§ Excerpted text:
= = = =

Urban planning has evolved into different forms throughout the history of cities and city planning. Urban planning aims at improving a city to cater for the future social and economic needs of its inhabitants. It seeks to link the existing knowledge with the appropriate forms of action (Sager 1992, P. 67). Planning, therefore, has to be visionary with an appropriate idea about the future design of a city and the implementation of that design.

Modern urban planning entails two different approaches; visionary city planning that involves radical changes in the design of the city with substantial social and economic changes, and the institutionalized city planning, which proposes changes to the existing city structures and is affected by the prevailing economic and political forces within the city.

Historically, urban city planning began in the nineteenth century with the sole purpose to regulate the new urban growth brought about by industrialization and improvement of transport and communication following the invention of the railway (Sitte 1965, P. 43). Military strategies to control territories and aesthetics of expression of cities significantly influenced visionary urban planning in the nineteenth century.

Although visionary city planning made many achievements in city building, many of which are still monumental and beautiful today, it remained insensitive to the wider needs of the society and would have been disastrous if implemented on a large scale. The poor living conditions of the urban poor, forced most middle class urban dwellers towards the end of the nineteenth century to begin agitating for reforms in city planning, which culminated into utopian planning (Cherry 1970, P. 87).

Central to this movement was Ebenezer Howard, who conceptualized the ‘garden city’ to be the ideal alternative to the city planning of the nineteenth century. The garden city was an attempt to connect the vision for a new social order to the spatial expression of the city (Fisherman 1977, P. 23).

= = = =

§ Material:

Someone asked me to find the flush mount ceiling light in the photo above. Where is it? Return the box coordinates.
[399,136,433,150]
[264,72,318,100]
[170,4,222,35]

= = = =

§ Task requirements: From the urban planning text, set down word for word the passage starting with "Urban planning has" and going on through "of that design.".

§ Output of the task:
Urban planning has evolved into different forms throughout the history of cities and city planning. Urban planning aims at improving a city to cater for the future social and economic needs of its inhabitants. It seeks to link the existing knowledge with the appropriate forms of action (Sager 1992, P. 67). Planning, therefore, has to be visionary with an appropriate idea about the future design of a city and the implementation of that design.